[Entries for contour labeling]
* * *
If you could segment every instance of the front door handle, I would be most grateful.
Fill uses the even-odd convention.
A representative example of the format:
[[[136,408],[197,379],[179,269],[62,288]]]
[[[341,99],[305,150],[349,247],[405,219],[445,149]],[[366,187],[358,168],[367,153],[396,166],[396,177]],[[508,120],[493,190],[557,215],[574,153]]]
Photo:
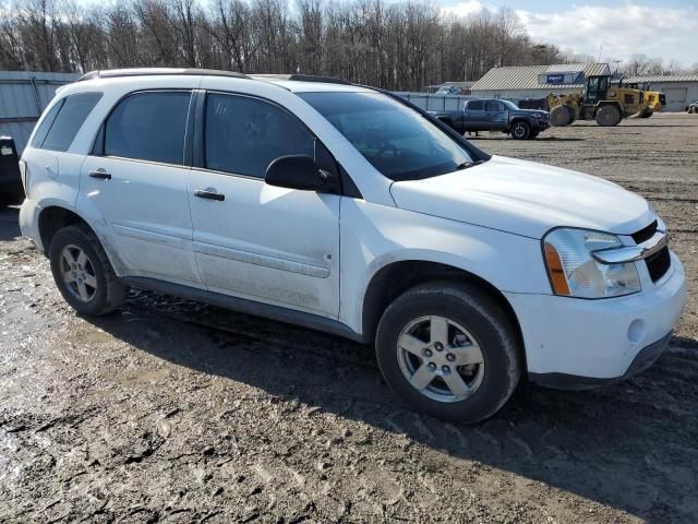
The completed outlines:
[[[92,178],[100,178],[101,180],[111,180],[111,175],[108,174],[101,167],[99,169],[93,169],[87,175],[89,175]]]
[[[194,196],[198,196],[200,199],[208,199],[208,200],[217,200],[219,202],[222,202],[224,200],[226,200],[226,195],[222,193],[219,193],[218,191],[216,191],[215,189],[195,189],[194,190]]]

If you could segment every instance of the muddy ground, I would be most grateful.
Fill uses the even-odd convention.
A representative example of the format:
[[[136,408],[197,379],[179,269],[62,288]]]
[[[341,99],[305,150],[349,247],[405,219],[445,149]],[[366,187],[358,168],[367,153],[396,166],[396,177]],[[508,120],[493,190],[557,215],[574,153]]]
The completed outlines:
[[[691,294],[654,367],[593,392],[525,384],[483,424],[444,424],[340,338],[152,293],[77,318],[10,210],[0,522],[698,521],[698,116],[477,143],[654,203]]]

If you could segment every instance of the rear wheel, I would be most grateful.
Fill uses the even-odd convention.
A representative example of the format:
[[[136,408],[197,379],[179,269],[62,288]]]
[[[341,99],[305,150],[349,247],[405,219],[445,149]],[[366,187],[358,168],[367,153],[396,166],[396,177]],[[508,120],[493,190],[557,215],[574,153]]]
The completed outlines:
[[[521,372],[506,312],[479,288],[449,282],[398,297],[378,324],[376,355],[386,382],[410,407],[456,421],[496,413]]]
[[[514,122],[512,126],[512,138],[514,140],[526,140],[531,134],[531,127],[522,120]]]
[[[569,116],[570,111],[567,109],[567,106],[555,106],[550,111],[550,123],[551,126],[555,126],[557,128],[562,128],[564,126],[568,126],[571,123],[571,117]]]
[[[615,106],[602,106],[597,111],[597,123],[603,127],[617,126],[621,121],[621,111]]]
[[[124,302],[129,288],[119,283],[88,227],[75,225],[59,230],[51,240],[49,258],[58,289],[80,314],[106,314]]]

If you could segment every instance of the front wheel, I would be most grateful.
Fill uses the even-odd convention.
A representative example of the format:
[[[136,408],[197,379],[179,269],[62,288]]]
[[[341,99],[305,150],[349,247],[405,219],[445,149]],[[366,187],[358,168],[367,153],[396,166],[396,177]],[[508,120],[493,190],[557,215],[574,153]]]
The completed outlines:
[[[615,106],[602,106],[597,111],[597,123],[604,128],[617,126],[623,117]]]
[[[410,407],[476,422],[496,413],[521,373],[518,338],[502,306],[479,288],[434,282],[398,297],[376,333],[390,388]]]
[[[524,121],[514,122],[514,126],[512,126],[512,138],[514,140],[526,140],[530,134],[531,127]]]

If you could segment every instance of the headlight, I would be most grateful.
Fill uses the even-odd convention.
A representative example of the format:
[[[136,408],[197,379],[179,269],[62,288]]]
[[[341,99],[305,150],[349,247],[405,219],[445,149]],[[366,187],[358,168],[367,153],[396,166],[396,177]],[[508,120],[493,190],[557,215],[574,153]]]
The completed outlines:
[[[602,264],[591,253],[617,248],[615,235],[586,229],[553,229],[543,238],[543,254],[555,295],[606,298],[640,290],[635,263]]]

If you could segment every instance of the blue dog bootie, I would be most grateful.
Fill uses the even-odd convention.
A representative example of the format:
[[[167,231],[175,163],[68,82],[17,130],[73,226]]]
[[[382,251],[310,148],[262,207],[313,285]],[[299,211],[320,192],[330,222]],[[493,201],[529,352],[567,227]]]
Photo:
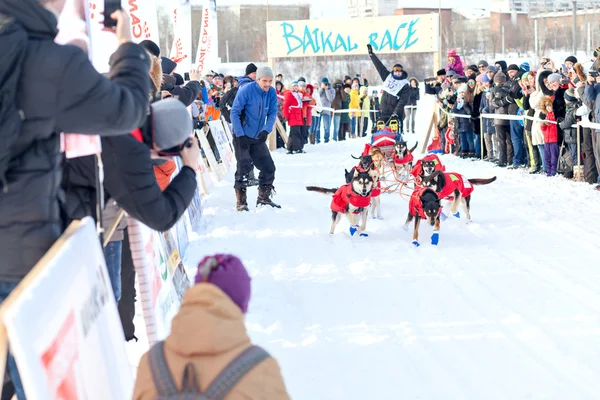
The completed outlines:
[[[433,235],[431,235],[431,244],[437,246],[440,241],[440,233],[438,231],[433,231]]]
* * *
:: EXERCISE PROMPT ::
Reproduce all of the material above word for word, omitting the pictures.

:: RESULT OF THE EXERCISE ::
If you could segment every instance of the front door handle, I would be most grateful.
Fill uses the even-odd convention.
A representative example of the format:
[[[136,408],[197,379],[179,269],[62,288]]]
[[[341,99],[305,150],[349,247],[405,219],[445,149]],[[366,187],[358,168],[367,153],[396,166],[396,177]],[[508,120],[493,190],[557,215],[574,153]]]
Photo:
The completed outlines:
[[[92,178],[100,178],[101,180],[111,180],[111,175],[108,174],[101,167],[99,169],[93,169],[87,175],[89,175]]]
[[[194,196],[198,196],[200,199],[208,199],[208,200],[217,200],[219,202],[222,202],[224,200],[226,200],[226,195],[222,193],[219,193],[218,191],[216,191],[215,189],[195,189],[194,190]]]

If you could segment every instance of the muddy ground, I would be most grateful.
Fill uses the even-odd convention.
A representative example of the format:
[[[136,408],[197,379],[179,269],[62,288]]]
[[[341,99],[305,150],[349,247],[405,219],[445,149]],[[366,187],[358,168],[367,153],[396,166],[396,177]],[[508,120],[493,190],[557,215],[574,153]]]
The completed outlines:
[[[691,294],[654,367],[593,392],[525,384],[483,424],[444,424],[340,338],[152,293],[77,318],[10,210],[0,522],[698,521],[698,116],[477,143],[654,203]]]

If you could segment every instance of the rear wheel, I would be most grateful.
Fill uses the even-odd convention.
A representative example of the format:
[[[136,408],[197,379],[179,269],[62,288]]]
[[[341,99],[305,150],[349,247],[405,219],[445,149]],[[366,187],[358,168],[367,153],[396,166],[396,177]],[[508,120],[493,190],[557,215],[574,153]]]
The completed outlines:
[[[521,372],[506,312],[479,288],[449,282],[398,297],[378,324],[376,355],[386,382],[410,407],[456,421],[496,413]]]
[[[514,122],[512,126],[512,138],[514,140],[526,140],[531,134],[531,127],[522,120]]]
[[[569,116],[570,111],[567,109],[567,106],[555,106],[550,111],[550,123],[551,126],[555,126],[557,128],[562,128],[564,126],[568,126],[571,123],[571,117]]]
[[[615,106],[602,106],[597,111],[597,123],[603,127],[617,126],[621,121],[621,111]]]
[[[124,302],[129,288],[119,283],[88,227],[75,225],[59,230],[51,240],[49,258],[58,289],[80,314],[106,314]]]

If you could segment every instance of the front wheel, I would be most grateful.
Fill uses the even-odd convention.
A representative example of the format:
[[[136,408],[197,379],[179,269],[62,288]]]
[[[341,99],[305,150],[349,247],[405,219],[445,149]],[[366,187],[358,168],[367,153],[396,166],[396,177]],[[508,120],[493,190],[557,215],[574,153]]]
The completed outlines:
[[[615,106],[602,106],[597,111],[597,123],[604,128],[617,126],[623,117]]]
[[[410,407],[476,422],[496,413],[521,373],[518,338],[502,306],[479,288],[434,282],[398,297],[376,333],[390,388]]]
[[[524,121],[514,122],[514,126],[512,126],[512,138],[514,140],[526,140],[530,134],[531,127]]]

If you could segment every instance of the headlight, I would be most grateful.
Fill uses the even-odd convention.
A representative example of the format:
[[[136,408],[197,379],[179,269],[62,288]]]
[[[341,99],[305,150],[349,247],[405,219],[445,149]],[[366,187],[358,168],[367,153],[396,166],[396,177]],[[508,120],[493,190],[557,215],[574,153]]]
The completed outlines:
[[[602,264],[591,253],[617,248],[615,235],[586,229],[553,229],[543,238],[543,254],[555,295],[606,298],[640,290],[635,263]]]

If you could segment every instance of the blue dog bootie, I would be most grateful.
Fill uses the even-odd convention.
A representative example of the format:
[[[167,231],[175,163],[68,82],[17,130],[73,226]]]
[[[382,251],[310,148],[262,207],[313,285]],[[299,211],[320,192],[330,222]],[[493,201],[529,352],[567,227]]]
Photo:
The completed outlines:
[[[433,235],[431,235],[431,244],[437,246],[440,241],[440,233],[438,231],[433,231]]]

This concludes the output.